Every Hong Kong company must keep a set of official records. These aren’t optional documents tucked away in a filing cabinet. They’re legal requirements under the Companies Ordinance, and failing to maintain them properly can result in fines and prosecution.
Hong Kong companies must maintain several statutory registers including members, directors, company secretaries, and significant controllers. Each register has specific content requirements and inspection rights. Companies must keep these records at their registered office or another notified location, update them promptly after changes, and make certain registers available for public inspection. Non-compliance can result in fines up to HKD 50,000 and imprisonment for company officers.
Understanding statutory registers in Hong Kong
Statutory registers are the official books of record for your company. They document who owns shares, who runs the business, and who ultimately controls it.
The Companies Ordinance (Cap. 622) sets out exactly which registers you need to keep. Most companies require at least four core registers, though some businesses need additional ones depending on their structure.

• STORED DATA:
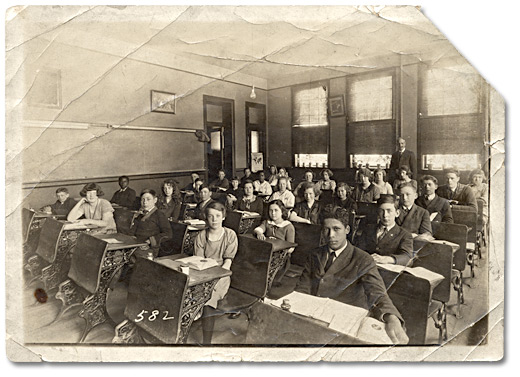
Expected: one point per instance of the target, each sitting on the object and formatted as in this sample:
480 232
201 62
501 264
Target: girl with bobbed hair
97 211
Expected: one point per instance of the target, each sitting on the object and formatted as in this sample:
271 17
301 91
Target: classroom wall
100 90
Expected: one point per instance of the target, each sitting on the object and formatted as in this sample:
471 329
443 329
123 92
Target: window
370 99
451 90
310 131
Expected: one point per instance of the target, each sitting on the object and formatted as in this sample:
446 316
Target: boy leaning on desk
348 274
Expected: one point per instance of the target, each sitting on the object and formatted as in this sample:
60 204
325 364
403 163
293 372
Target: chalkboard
98 152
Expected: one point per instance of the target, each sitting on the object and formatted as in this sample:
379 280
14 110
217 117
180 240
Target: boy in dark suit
432 202
456 192
403 157
347 274
125 197
411 217
387 241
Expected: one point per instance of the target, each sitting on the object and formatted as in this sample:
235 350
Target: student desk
58 256
270 325
94 264
176 297
278 257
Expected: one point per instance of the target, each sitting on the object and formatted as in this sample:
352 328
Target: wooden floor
38 317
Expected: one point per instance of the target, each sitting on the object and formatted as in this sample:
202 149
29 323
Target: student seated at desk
63 204
411 217
150 225
125 197
380 182
169 202
433 203
456 192
343 198
97 211
249 202
309 210
221 183
284 194
234 193
404 175
191 186
387 241
480 190
277 227
205 200
219 243
325 183
262 187
348 274
366 191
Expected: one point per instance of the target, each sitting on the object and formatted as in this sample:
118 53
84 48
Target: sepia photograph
280 183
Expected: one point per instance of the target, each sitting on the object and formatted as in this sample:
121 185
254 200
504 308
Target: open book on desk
346 319
420 272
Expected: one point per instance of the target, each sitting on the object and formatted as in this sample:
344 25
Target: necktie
330 260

• WRITTEN EXERCISE: Carry on the text about Hong Kong statutory registers from the point where it stops. The records play no part in what comes next.

• RESULT:
These aren’t just bureaucratic paperwork. They serve real purposes. Investors can verify ownership. Creditors can identify decision makers. Law enforcement can trace beneficial ownership. The government can ensure transparency in the corporate sector.
Think of statutory registers as your company’s permanent memory. They create an auditable trail of every significant change in your corporate structure.
The four essential registers every company needs

Register of members
This register lists everyone who holds shares in your company. It’s the definitive record of ownership.
For each member, you must record:
- Full name and address
- Date of becoming a member
- Date of ceasing to be a member (if applicable)
- Number and class of shares held
- Amount paid or agreed to be paid on each share
- Share certificate number (if issued)
You need to update this register within 15 days of any share transfer or allotment. That deadline matters. Miss it, and both the company and every responsible officer can face fines.
Private companies must keep this register open for inspection by members at no charge. Members of the public can also inspect it, though you can charge a fee.
Register of directors
This register identifies who sits on your board. It includes both executive and non-executive directors.
For each director, record:
- Full name (including any former names used in the past 20 years)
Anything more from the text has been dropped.